Print all the entries verbatim.

Data records:
────────────────────────────────────────
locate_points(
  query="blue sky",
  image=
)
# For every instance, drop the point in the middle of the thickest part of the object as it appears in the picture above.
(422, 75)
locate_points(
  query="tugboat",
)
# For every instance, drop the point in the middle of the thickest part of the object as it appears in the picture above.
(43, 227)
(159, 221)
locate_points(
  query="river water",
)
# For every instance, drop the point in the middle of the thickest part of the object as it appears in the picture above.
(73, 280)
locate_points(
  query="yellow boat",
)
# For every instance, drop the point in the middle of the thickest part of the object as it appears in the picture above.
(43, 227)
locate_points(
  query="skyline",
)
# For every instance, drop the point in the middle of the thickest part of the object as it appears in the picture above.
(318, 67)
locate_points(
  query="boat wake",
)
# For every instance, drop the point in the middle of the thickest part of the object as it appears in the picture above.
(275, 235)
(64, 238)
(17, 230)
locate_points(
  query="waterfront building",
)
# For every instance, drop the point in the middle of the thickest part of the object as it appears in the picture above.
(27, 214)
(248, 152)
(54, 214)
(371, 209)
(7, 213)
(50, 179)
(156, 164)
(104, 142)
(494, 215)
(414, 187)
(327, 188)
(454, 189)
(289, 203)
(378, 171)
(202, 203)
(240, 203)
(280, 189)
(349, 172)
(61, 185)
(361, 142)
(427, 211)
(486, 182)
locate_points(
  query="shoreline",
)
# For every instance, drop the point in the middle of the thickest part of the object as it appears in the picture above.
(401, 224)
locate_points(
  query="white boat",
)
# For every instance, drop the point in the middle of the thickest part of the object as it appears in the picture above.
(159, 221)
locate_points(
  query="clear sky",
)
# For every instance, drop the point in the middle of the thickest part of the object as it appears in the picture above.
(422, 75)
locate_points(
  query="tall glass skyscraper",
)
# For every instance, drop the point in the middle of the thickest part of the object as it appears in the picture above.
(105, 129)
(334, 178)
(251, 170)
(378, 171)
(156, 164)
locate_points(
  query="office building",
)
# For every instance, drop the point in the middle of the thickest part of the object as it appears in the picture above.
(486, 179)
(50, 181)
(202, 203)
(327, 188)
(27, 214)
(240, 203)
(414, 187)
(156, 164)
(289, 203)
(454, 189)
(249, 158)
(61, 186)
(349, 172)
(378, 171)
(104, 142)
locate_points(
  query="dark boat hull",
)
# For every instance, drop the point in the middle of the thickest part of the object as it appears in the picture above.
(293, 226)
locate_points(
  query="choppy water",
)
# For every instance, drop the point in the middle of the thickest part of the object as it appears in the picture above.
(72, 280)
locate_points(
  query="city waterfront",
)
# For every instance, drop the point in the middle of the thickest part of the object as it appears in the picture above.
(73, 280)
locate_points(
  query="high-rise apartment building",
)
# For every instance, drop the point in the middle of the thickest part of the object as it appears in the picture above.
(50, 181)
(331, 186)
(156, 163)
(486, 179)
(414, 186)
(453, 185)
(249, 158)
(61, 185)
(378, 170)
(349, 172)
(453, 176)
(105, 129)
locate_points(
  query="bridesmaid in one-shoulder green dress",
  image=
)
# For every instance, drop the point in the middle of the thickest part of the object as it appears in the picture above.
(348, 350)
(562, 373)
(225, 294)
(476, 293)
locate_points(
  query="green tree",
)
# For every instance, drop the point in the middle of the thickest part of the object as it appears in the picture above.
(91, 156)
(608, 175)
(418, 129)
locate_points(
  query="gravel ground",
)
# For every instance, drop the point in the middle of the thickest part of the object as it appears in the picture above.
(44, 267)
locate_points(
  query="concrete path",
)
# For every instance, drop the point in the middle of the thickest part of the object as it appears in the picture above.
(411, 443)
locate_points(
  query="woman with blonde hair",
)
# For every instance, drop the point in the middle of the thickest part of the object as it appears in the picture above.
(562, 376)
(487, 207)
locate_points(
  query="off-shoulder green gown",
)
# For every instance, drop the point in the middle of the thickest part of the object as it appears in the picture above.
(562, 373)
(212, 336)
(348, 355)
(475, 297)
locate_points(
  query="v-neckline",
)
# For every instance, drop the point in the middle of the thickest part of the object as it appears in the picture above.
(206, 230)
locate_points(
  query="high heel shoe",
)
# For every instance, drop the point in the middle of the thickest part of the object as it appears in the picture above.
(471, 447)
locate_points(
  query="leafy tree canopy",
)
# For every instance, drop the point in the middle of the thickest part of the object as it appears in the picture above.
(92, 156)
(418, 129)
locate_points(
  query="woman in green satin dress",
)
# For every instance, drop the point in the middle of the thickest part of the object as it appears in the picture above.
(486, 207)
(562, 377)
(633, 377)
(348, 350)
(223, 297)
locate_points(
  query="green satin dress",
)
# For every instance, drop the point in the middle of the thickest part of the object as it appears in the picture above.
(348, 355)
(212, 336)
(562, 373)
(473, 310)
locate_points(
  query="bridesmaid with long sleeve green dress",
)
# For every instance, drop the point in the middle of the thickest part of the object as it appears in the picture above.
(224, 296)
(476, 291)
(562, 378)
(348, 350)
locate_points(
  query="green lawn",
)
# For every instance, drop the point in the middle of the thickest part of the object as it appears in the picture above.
────────────────────────────────────────
Written reply
locate_points(
  query="blue sky",
  image=
)
# For every instance, drop the point in the middle of the thickest part of the object as it appears in the picture above.
(422, 75)
locate_points(
  query="tugboat",
)
# For every instance, drop the point in the middle of the thickest part of the object as it appears in the picture above.
(43, 227)
(159, 221)
locate_points(
  query="river water",
)
# For every instance, drop the point in the middle of the thickest part of the object as it appears in the picture above.
(73, 280)
locate_points(
  query="yellow boat",
)
# For every instance, drop the point in the middle of the thickest part of the object as it appears in the picture above.
(43, 227)
locate_points(
  query="skyline",
)
# For every instance, drop the point in the middle of the thickest part of the object as it appears in the picture above.
(318, 67)
locate_points(
  query="boat wake",
)
# For every instance, drop the point in the middle of the thickest part of the object as it appears in the picture above.
(275, 235)
(64, 238)
(17, 230)
locate_points(
  query="waterfront building",
)
# For every instance, drop the point in the middle of the thickest part of the object as it appears in the picture above.
(27, 214)
(248, 152)
(54, 214)
(371, 209)
(7, 213)
(50, 179)
(156, 164)
(104, 142)
(494, 215)
(414, 187)
(327, 188)
(454, 189)
(289, 203)
(378, 171)
(202, 203)
(240, 203)
(280, 189)
(349, 172)
(61, 185)
(361, 142)
(427, 211)
(486, 182)
locate_points(
  query="shoreline",
)
# For every instance, drop the point in the middle of the thickest part of the object as it appears in the picture above.
(401, 224)
locate_points(
  query="white boat",
)
# For every instance, drop the point in the middle of the thickest part of the object as it appears in the picture above.
(159, 221)
locate_points(
  query="clear sky",
)
# For every instance, drop the point in the middle of the thickest part of the object as it appears in the picture above.
(422, 75)
locate_points(
  query="tall glass skyscraper",
)
# For every instance, drop the point in the middle of the thickest part of the object as it appears in the picture above.
(105, 129)
(334, 178)
(251, 170)
(378, 171)
(156, 164)
locate_points(
  query="office building",
)
# For every instance, drop the point in the middle of the thickest part of the object as it appears in the picture above.
(486, 179)
(50, 181)
(202, 203)
(327, 188)
(27, 214)
(240, 203)
(414, 187)
(156, 164)
(289, 203)
(454, 189)
(249, 158)
(61, 186)
(349, 172)
(378, 171)
(104, 142)
locate_points(
  query="dark boat hull",
)
# For every instance, drop the point in the middle of the thickest part of the object as it appears in the picture above.
(293, 226)
locate_points(
  query="choppy water",
)
# For every instance, drop the point in the middle of the thickest part of the object as it appears in the picture above.
(72, 280)
locate_points(
  query="city waterfront",
)
# For every instance, drop the point in the middle of the thickest part of the object as it appears in the picture above.
(73, 280)
locate_points(
  query="high-rise apartment building",
)
# For every instance, drop the point in the middle of the thickest part of the object as it appears in the picture above.
(50, 181)
(331, 186)
(156, 163)
(486, 179)
(414, 186)
(453, 185)
(249, 158)
(61, 185)
(378, 170)
(349, 172)
(453, 176)
(105, 129)
locate_points(
  query="bridesmaid in one-shoulder green dress",
  image=
)
# For every instance, drop the point in the middle of the thickest part of the object as it appears in the picture above.
(348, 350)
(562, 373)
(225, 294)
(476, 293)
locate_points(
  query="green tree",
)
# For every instance, drop the point in the middle of the thickest part of the object as it appears in the picture above.
(91, 156)
(608, 175)
(418, 129)
locate_points(
  query="gravel ground",
)
# For every instance, drop the point in the middle of the thickest part of the object as it appears in the picture above.
(44, 267)
locate_points(
  query="concrete path",
)
# For every instance, drop the point in the middle of the thickest part of the object as it appears in the picture above.
(411, 443)
locate_points(
  query="woman with blonde hair",
)
# For every instance, drop the point in the middle of the thickest part of the object as it appears in the picture above.
(562, 376)
(487, 207)
locate_points(
  query="off-shoulder green gown",
)
# For every instance, drop the point in the middle of the thickest part of the object as it appears in the picture above.
(562, 373)
(212, 336)
(348, 355)
(475, 297)
locate_points(
  query="v-neckline",
)
# For every instance, drop the point in the middle of the thickest part of the object as it appears in the picture above.
(206, 230)
locate_points(
  query="high heel shoe",
)
# For every instance, drop the point in the middle of the thickest part of the object as it appears in the picture above.
(471, 447)
locate_points(
  query="leafy tree canopy",
)
# For every instance, drop the point in the middle of the thickest part of the object as it appears in the picture above.
(92, 156)
(418, 129)
locate_points(
  query="woman in green satin dress",
)
# For every instance, drop the point in the middle of the thickest part of the object as it appears in the picture above.
(486, 207)
(562, 377)
(633, 377)
(348, 350)
(223, 297)
locate_points(
  query="green satin dress",
)
# For every instance, drop the point in the middle of the thickest part of the object as it appears in the picture above.
(348, 355)
(212, 336)
(562, 373)
(473, 310)
locate_points(
  query="bridesmaid with long sleeve green dress",
)
# For every instance, drop the point in the middle of the thickest part of the object as it appears in the picture above.
(224, 296)
(476, 291)
(562, 378)
(348, 350)
locate_points(
  query="green lawn",
)
# For every instance, drop the point in the middle of the thickest part of the object as it appears in the picture above.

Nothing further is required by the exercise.